==== Material for this task ====

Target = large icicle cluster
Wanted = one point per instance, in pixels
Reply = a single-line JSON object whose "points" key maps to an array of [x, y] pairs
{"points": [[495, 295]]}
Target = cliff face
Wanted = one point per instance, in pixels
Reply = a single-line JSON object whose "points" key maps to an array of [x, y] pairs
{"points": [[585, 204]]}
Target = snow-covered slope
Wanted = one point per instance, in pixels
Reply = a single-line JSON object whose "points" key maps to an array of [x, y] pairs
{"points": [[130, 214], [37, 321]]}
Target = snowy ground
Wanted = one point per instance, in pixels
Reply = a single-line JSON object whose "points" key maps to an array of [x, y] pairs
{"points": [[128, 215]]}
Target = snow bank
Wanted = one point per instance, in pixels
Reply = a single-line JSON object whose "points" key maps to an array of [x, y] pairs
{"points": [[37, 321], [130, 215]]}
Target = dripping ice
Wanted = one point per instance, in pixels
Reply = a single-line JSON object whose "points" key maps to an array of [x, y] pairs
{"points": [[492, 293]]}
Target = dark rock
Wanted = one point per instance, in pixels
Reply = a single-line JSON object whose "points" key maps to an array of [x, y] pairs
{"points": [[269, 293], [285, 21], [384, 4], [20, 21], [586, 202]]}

====

Exercise brief —
Output every line above verbatim, from the first through the last.

Task output —
Target = large icicle cluster
Wanted = one point per instance, in pixels
Reply = a single-line JSON object whose "points" key maps to an array of [x, y] pairs
{"points": [[495, 295]]}
Target = cliff face
Wanted = one point per instance, in pixels
Reply = a single-line JSON object whose "points" key maps to an array of [x, y] pairs
{"points": [[585, 204]]}
Target = snow-covered slope
Wanted = one point per instance, in pixels
Reply = a single-line JSON object whose "points" key maps to an array of [x, y] pairs
{"points": [[130, 214], [37, 321]]}
Target = snowy ground
Wanted = one point per instance, in pixels
Reply = a single-line JSON object whose "points" key maps to an array of [x, y] pairs
{"points": [[128, 215]]}
Target = snow bank
Wanted = one point per instance, in pixels
Reply = a single-line JSON object whose "points" key maps to an array of [x, y] pairs
{"points": [[37, 321], [130, 215]]}
Target = dripping ice
Wanted = one point per instance, in pixels
Reply = a single-line JSON object whose "points" key maps to an array of [x, y] pairs
{"points": [[492, 293]]}
Target = dark rock
Wanted = one point per instance, in pixels
Reply = a single-line JSON object whose "points" key maps to an array of [x, y] pairs
{"points": [[269, 293], [285, 21], [384, 4], [20, 21], [586, 202]]}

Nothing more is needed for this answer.